**Goal**:
Reproduce each of the records below word for word, keeping every line unchanged and in its original order.

----------

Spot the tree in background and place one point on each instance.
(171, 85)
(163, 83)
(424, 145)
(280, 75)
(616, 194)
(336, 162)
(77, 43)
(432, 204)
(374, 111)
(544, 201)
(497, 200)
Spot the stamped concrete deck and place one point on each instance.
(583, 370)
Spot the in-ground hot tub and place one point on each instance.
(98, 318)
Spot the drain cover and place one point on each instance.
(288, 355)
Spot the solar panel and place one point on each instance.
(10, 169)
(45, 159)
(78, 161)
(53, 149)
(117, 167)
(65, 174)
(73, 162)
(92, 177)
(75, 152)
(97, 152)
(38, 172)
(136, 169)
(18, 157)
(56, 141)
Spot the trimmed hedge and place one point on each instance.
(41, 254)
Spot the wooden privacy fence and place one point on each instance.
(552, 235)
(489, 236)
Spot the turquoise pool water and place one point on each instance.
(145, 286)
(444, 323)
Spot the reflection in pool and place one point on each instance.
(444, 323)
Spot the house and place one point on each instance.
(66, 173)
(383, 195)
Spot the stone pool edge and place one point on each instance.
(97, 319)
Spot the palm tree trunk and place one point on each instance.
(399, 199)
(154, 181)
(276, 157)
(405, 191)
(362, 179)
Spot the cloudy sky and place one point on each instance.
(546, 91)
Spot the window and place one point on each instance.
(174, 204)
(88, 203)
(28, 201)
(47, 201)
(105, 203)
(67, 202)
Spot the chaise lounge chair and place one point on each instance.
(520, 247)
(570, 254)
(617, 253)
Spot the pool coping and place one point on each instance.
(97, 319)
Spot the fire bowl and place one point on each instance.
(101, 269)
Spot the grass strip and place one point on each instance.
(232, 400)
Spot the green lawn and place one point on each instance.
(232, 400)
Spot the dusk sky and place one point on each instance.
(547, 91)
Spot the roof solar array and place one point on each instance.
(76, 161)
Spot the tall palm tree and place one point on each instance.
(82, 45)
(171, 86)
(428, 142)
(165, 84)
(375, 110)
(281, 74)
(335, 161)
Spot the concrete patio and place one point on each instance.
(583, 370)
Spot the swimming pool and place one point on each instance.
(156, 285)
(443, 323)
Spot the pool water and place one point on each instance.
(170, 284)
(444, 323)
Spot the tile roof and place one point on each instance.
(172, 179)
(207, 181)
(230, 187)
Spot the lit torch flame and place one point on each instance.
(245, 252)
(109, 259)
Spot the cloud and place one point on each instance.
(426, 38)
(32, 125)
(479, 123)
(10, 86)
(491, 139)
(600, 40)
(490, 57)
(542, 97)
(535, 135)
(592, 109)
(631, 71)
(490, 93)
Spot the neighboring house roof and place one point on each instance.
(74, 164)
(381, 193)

----------

**Exercise solution**:
Spot the tree in background and place one point on each instance.
(171, 85)
(163, 83)
(424, 145)
(280, 75)
(616, 194)
(336, 162)
(77, 43)
(432, 204)
(374, 111)
(544, 201)
(497, 200)
Spot the stamped concrete deck and place one point on each instance.
(583, 370)
Spot the in-ground hot tub and place one point on each instance.
(98, 318)
Spot the drain cover and place one point on each instance.
(288, 355)
Spot the solar panel and place one point on each instance.
(10, 169)
(45, 159)
(78, 161)
(53, 149)
(117, 167)
(65, 174)
(73, 162)
(92, 177)
(75, 152)
(97, 152)
(38, 172)
(136, 169)
(18, 157)
(56, 141)
Spot the trimmed hedge and place one point on each instance.
(41, 254)
Spot the wooden privacy fence and place one point on each instance.
(552, 235)
(489, 236)
Spot the turquoise pool water and place one point on each instance.
(145, 286)
(444, 323)
Spot the reflection in pool and place one point on each instance.
(444, 323)
Spot the house and place one point on each instance.
(66, 173)
(383, 195)
Spot the stone pool edge and place one point on each instance.
(97, 319)
Spot the palm tree trunk and place one point on each instance.
(399, 199)
(154, 181)
(276, 157)
(405, 191)
(362, 179)
Spot the cloudy sky and place one point on each instance.
(546, 91)
Spot the window and place one point on each instance.
(174, 204)
(88, 203)
(28, 201)
(47, 201)
(105, 203)
(67, 202)
Spot the chaise lounge chair and place one point on each instance.
(520, 247)
(570, 254)
(617, 253)
Spot the pool coping and place one point on each instance.
(97, 319)
Spot the fire bowl and place one point on each instance.
(101, 269)
Spot the grass strip and place one point on each instance.
(232, 400)
Spot the green lawn and place one point on each instance.
(232, 400)
Spot the dusk sky and place one point on each instance.
(547, 91)
Spot the roof solar array and place one point on each instance.
(76, 161)
Spot the tall palm tree and place one point on each instance.
(82, 45)
(171, 86)
(428, 142)
(165, 84)
(375, 110)
(281, 74)
(335, 161)
Spot the concrete patio and place one point on each instance.
(583, 370)
Spot the swimming pool and place one point on each instance.
(156, 285)
(443, 323)
Spot the pool water and place one point on each instance.
(170, 284)
(444, 323)
Spot the tile roof and place one point on each instance.
(172, 179)
(207, 181)
(230, 187)
Spot the lit torch flame and place one point on each instance.
(245, 252)
(109, 259)
Spot the cloud and place one point on each instance.
(426, 38)
(32, 125)
(479, 123)
(10, 86)
(491, 139)
(600, 40)
(490, 57)
(542, 97)
(535, 135)
(592, 109)
(631, 71)
(490, 93)
Spot the neighboring house roof and place one point on each instance.
(74, 164)
(381, 193)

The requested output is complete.